**WHAT TO PRODUCE**
From the line containing "wall using the picture above." down to the last line of the records below, give every line again without any change.

::::

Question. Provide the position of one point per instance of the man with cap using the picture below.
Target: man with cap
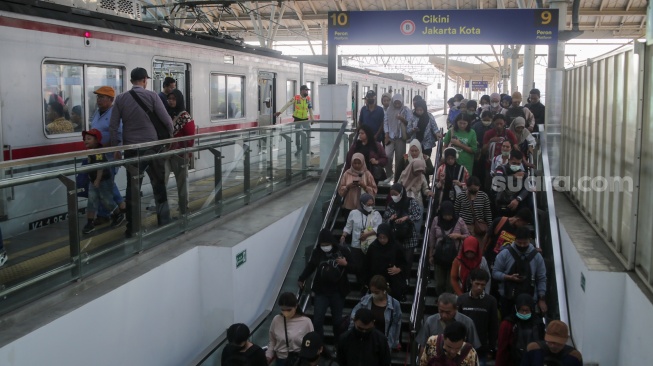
(100, 121)
(302, 111)
(363, 344)
(139, 128)
(372, 115)
(536, 107)
(312, 349)
(554, 349)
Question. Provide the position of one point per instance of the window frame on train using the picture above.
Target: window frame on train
(215, 102)
(85, 96)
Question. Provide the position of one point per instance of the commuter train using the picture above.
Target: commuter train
(53, 52)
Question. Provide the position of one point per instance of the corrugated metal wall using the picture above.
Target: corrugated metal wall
(606, 149)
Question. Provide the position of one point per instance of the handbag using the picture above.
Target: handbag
(480, 226)
(293, 357)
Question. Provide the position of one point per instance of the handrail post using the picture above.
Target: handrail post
(73, 224)
(217, 180)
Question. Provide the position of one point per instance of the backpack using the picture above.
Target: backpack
(553, 359)
(445, 252)
(522, 335)
(512, 113)
(523, 268)
(328, 270)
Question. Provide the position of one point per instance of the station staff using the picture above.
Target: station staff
(302, 111)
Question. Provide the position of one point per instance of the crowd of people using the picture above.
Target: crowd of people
(490, 279)
(136, 116)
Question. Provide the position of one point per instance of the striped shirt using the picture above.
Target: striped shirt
(482, 208)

::::

**EXERCISE OUTPUT**
Question. Provide the position of one point per instance of the corrugated metal wall using the picture above.
Target: corrugated metal wall
(606, 149)
Question. Provide the position of one point per instance of the handbag using the picture above.
Target: handbag
(480, 226)
(293, 357)
Question. Provide the position of one point per instance of the handrail post using the picture above.
Target: handrail post
(73, 224)
(217, 180)
Question. Provide the position of one point per instance of the backpack using the picture above.
Target: backpack
(553, 359)
(445, 252)
(522, 335)
(512, 113)
(523, 268)
(328, 270)
Question. Provide the position of one point per instance of the station staff using the picture above.
Target: station staff
(302, 111)
Question. Provide the position of one point per instance of the crowd of people using the picture above.
Target: crowd of people
(490, 279)
(136, 116)
Question. Provide the position of one point per instance of the striped shirt using the picture above.
Target: striped shirt
(482, 208)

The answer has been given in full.